§ What to work on: Everything from the line that holds "yellow table surface" through the end of the data below should be output exactly, both ends included.

Collection entries
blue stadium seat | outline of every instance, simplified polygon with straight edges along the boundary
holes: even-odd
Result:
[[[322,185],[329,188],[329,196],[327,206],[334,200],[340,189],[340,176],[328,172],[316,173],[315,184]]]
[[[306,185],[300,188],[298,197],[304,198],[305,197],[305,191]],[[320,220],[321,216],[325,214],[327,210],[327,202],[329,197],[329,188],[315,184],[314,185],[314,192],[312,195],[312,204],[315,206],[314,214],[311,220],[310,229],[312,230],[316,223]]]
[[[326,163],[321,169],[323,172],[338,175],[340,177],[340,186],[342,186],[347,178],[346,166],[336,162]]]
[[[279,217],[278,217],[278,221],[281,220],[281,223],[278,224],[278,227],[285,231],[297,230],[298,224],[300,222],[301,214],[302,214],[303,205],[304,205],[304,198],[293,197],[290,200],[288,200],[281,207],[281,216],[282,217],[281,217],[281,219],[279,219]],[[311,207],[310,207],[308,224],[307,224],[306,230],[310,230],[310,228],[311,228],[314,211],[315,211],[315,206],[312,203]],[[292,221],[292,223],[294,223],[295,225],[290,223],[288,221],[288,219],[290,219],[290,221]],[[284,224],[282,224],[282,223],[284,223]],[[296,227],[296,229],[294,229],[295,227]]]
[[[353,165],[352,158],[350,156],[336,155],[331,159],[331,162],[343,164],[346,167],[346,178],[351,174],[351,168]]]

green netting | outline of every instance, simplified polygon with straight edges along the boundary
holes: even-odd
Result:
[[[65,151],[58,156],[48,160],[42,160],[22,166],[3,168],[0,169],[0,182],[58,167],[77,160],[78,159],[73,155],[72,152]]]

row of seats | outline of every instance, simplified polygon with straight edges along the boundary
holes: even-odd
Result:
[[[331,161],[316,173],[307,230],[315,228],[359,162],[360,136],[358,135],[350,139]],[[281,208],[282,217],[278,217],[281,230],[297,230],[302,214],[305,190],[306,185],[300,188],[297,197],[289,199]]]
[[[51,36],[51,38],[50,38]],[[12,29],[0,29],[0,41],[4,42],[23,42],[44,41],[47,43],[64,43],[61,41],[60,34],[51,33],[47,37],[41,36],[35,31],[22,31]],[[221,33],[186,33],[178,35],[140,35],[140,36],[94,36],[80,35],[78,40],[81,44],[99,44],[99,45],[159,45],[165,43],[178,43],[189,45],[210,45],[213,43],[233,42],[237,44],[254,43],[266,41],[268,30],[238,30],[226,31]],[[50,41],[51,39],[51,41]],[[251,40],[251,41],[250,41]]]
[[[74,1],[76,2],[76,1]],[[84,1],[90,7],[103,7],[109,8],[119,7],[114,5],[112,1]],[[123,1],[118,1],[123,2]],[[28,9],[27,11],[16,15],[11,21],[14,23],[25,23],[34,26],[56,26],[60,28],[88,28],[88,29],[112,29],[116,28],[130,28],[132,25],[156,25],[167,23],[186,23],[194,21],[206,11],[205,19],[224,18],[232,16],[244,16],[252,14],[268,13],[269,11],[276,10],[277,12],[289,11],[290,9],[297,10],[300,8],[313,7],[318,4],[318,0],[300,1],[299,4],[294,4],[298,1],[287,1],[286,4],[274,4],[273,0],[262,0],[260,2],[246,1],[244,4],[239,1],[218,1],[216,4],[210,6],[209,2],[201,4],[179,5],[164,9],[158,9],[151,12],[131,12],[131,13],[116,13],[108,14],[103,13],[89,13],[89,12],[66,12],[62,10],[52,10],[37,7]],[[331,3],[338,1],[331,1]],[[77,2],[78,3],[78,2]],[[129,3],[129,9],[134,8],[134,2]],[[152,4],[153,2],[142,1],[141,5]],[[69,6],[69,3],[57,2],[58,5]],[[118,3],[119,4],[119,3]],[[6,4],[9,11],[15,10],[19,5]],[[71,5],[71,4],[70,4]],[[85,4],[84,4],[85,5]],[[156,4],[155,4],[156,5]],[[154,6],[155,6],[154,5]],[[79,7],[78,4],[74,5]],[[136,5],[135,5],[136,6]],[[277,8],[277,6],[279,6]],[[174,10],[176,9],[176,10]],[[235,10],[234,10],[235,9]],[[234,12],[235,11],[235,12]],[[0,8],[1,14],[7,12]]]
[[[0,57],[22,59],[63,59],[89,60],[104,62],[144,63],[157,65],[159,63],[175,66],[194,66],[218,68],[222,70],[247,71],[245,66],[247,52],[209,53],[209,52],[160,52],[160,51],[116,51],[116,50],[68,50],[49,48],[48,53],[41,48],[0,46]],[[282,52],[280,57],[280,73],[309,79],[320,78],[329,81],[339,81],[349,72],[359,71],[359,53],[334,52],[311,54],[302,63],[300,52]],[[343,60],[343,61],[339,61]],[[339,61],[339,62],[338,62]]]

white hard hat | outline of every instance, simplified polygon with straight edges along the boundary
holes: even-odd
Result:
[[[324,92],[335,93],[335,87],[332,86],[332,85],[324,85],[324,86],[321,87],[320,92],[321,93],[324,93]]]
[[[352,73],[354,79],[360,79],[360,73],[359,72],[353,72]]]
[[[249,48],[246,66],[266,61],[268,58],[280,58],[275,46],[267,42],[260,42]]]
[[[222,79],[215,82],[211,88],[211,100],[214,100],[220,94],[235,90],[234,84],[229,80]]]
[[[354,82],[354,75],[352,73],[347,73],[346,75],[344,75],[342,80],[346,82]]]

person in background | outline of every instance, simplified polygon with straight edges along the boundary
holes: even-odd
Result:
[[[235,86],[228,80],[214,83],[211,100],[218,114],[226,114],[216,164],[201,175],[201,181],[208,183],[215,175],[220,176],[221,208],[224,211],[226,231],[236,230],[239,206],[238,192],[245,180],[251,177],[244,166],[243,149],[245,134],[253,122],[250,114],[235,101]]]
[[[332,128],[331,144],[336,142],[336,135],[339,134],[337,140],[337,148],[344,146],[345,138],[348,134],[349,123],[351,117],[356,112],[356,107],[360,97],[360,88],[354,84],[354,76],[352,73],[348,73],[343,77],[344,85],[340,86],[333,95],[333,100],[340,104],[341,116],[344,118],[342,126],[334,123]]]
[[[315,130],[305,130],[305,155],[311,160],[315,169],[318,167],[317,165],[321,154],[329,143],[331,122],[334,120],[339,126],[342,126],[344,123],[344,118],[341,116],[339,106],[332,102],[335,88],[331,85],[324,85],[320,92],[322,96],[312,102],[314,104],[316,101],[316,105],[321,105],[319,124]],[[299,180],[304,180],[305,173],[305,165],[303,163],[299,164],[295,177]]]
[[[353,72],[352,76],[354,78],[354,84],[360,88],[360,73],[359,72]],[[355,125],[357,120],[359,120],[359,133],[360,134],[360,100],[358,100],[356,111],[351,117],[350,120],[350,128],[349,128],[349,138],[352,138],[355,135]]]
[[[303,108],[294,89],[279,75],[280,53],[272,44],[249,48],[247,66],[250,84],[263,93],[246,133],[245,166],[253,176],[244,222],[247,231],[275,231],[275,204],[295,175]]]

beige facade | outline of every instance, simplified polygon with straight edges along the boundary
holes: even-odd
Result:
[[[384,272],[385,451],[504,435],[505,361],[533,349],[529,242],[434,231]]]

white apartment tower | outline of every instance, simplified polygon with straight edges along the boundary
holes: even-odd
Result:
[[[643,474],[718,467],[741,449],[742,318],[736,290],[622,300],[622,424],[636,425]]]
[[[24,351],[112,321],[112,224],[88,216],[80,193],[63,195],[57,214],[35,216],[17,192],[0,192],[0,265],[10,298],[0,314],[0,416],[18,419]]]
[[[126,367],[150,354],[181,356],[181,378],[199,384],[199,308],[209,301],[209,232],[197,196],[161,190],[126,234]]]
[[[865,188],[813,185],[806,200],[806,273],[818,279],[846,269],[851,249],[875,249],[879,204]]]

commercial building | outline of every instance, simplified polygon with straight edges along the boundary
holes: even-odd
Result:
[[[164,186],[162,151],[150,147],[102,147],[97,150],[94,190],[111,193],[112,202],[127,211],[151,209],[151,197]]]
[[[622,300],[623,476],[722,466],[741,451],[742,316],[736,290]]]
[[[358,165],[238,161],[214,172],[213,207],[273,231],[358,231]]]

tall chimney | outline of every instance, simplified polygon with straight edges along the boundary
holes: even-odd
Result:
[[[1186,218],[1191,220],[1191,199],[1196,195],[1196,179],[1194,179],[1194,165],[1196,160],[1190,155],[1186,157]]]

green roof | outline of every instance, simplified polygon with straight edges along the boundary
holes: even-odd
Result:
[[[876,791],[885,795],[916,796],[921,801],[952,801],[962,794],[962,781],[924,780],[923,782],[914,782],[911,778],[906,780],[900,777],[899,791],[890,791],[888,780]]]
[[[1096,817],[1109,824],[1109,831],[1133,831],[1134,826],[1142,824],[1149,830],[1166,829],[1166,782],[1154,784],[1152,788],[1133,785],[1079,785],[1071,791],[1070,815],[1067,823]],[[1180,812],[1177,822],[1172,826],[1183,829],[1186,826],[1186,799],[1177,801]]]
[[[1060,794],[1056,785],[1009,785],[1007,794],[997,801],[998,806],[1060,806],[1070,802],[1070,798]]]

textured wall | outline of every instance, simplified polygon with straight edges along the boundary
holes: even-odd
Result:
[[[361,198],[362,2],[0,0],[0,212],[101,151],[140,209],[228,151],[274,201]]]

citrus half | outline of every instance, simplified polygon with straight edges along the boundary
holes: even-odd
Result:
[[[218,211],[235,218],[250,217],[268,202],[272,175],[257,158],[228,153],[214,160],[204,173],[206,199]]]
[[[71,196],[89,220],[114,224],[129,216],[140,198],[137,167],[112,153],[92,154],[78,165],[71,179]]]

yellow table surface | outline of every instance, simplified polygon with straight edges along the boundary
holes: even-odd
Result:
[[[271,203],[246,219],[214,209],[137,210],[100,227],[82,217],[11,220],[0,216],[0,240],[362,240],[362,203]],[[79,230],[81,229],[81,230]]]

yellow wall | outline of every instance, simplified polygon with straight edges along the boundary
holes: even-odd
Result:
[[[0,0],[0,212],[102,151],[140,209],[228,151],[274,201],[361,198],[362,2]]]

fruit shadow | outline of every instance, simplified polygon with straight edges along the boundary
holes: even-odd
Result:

§ Exercise answer:
yellow table surface | outline of every instance, simplified polygon with straight edges along the boundary
holes: even-odd
Result:
[[[271,203],[246,219],[214,209],[137,210],[100,227],[82,217],[11,220],[0,216],[0,240],[362,240],[362,203]],[[79,230],[81,229],[81,230]]]

yellow wall | outline of every instance, simplified polygon with straight edges along the boundary
holes: even-odd
Result:
[[[0,0],[0,212],[102,151],[140,209],[228,151],[274,201],[361,198],[362,2]]]

fruit shadow | outline of every instance, simplified polygon with straight edges along the boundary
holes: even-odd
Result:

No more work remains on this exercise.